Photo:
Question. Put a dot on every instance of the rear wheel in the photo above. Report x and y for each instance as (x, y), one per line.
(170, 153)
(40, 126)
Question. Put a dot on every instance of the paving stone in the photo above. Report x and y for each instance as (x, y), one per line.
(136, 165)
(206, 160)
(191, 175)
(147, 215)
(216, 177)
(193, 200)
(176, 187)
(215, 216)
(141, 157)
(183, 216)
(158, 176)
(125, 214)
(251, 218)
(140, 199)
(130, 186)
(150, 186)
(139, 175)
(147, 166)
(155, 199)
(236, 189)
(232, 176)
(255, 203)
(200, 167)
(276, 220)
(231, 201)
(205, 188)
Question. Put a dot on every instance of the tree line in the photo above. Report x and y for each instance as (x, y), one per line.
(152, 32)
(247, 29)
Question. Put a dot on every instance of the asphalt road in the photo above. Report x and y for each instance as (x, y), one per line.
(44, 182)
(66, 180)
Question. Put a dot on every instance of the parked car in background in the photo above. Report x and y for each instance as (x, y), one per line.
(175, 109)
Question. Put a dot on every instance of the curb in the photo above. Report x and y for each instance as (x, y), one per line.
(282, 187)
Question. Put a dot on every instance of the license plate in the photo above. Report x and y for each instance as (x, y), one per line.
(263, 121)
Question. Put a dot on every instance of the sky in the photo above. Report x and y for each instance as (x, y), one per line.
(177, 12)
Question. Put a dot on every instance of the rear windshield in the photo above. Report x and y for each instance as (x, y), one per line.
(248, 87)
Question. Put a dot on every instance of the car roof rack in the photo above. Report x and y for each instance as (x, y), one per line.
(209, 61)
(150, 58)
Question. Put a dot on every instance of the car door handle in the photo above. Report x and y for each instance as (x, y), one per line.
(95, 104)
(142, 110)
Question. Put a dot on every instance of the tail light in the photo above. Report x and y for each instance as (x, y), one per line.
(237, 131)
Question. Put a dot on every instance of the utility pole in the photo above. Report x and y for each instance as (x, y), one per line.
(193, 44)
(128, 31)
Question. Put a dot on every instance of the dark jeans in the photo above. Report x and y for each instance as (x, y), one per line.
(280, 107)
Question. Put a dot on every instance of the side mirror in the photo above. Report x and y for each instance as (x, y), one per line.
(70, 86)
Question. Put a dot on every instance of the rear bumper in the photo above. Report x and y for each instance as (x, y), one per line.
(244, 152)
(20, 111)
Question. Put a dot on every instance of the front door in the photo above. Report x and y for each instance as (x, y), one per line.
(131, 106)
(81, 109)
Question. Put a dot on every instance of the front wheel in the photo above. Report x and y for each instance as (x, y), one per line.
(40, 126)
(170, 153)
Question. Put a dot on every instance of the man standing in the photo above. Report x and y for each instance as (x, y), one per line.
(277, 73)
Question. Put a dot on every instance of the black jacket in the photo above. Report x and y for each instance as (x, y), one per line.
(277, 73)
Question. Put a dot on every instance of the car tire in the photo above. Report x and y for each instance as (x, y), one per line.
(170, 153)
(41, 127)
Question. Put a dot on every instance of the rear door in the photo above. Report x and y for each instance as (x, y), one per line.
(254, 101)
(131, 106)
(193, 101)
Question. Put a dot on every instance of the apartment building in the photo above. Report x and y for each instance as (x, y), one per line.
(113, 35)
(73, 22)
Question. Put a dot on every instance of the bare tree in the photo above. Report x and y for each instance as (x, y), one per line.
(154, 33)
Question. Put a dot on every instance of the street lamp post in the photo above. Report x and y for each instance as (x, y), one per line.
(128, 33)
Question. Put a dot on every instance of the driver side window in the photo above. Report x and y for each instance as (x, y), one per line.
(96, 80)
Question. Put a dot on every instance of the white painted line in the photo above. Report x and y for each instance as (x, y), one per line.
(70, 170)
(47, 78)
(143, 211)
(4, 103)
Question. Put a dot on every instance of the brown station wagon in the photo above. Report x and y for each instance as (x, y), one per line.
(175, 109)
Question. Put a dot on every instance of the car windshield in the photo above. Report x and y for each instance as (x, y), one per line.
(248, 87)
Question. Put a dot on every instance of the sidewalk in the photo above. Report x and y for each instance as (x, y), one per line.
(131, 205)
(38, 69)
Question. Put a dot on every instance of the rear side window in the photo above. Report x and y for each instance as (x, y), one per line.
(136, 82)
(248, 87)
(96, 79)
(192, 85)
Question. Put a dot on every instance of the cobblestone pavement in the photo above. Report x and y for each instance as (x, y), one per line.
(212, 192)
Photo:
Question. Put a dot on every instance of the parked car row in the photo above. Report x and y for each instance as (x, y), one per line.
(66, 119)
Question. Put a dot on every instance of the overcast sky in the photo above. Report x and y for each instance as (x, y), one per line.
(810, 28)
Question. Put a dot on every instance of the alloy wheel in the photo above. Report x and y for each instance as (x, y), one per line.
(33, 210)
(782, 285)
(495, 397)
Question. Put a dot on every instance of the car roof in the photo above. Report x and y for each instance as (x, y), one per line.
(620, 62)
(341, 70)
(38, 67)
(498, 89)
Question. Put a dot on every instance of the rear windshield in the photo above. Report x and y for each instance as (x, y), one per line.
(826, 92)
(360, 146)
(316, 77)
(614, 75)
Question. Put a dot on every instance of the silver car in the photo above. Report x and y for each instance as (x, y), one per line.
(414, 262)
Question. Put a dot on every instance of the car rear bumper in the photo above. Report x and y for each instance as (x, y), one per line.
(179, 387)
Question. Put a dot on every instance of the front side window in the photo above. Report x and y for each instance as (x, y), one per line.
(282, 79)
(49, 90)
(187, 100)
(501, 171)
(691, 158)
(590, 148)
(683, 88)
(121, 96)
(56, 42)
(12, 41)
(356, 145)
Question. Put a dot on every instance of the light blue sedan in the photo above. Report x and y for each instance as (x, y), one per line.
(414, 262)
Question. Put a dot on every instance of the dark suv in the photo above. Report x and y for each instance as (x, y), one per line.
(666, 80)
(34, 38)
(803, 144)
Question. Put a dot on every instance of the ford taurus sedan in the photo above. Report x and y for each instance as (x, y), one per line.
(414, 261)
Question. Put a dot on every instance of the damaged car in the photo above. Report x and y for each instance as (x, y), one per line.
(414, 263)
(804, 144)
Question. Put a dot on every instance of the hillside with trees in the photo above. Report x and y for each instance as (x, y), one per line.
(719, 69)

**Stated goal:**
Find the line with "Question. Put a dot on every instance of the alloy" in the listing above, then write out that line and each remaining line exactly, with no other text.

**Finished task:**
Question. Put a dot on every instance of the alloy wheel in the photo above. Report x and y for each instance as (x, y), one per line.
(33, 210)
(782, 285)
(495, 397)
Question. Put a dot on every instance of the car roof in the photo above. Report x and y for each instance as (x, y), one per line.
(620, 62)
(341, 70)
(38, 67)
(498, 89)
Question. Put a dot on every instance of the rear windshield in the photo above. Report x and y for each instance as (x, y), one per line.
(826, 92)
(360, 146)
(316, 77)
(614, 75)
Question. Put a dot on every instance of the silver car in the photo above. Report x and y for each instance as (x, y), one per line.
(414, 262)
Question. Put a dot on every instance of the car rear bumper in the photo above. Report x and y for each instance as (x, y), one per line.
(179, 387)
Question. Put a dot on every instance of the front side window in the photo above. Report x and y for each instance as (x, y), one per line.
(282, 79)
(49, 90)
(187, 100)
(501, 171)
(691, 158)
(590, 148)
(683, 88)
(121, 96)
(56, 42)
(12, 41)
(356, 145)
Question. Put a dot on every instance of the light blue sedan in the photo above. Report x and y for each instance as (x, y), one per line.
(414, 262)
Question. Put a dot on every instance of the dark suv in the photo above. Report x and y for each instance as (x, y), one per line.
(666, 80)
(34, 38)
(803, 144)
Question. Put a dot on every instance of the ford taurus sedan in the photo above. Report x and y for each instance as (x, y), one per line.
(414, 261)
Question. Put a dot on every instance of the damaged car in the photo above. Report x and y for each instance as (x, y), one per line.
(414, 263)
(804, 144)
Question. Put a dot on every instance of the hillside with trees in the photo above. Report x and y for each instance as (x, y), one per line.
(719, 69)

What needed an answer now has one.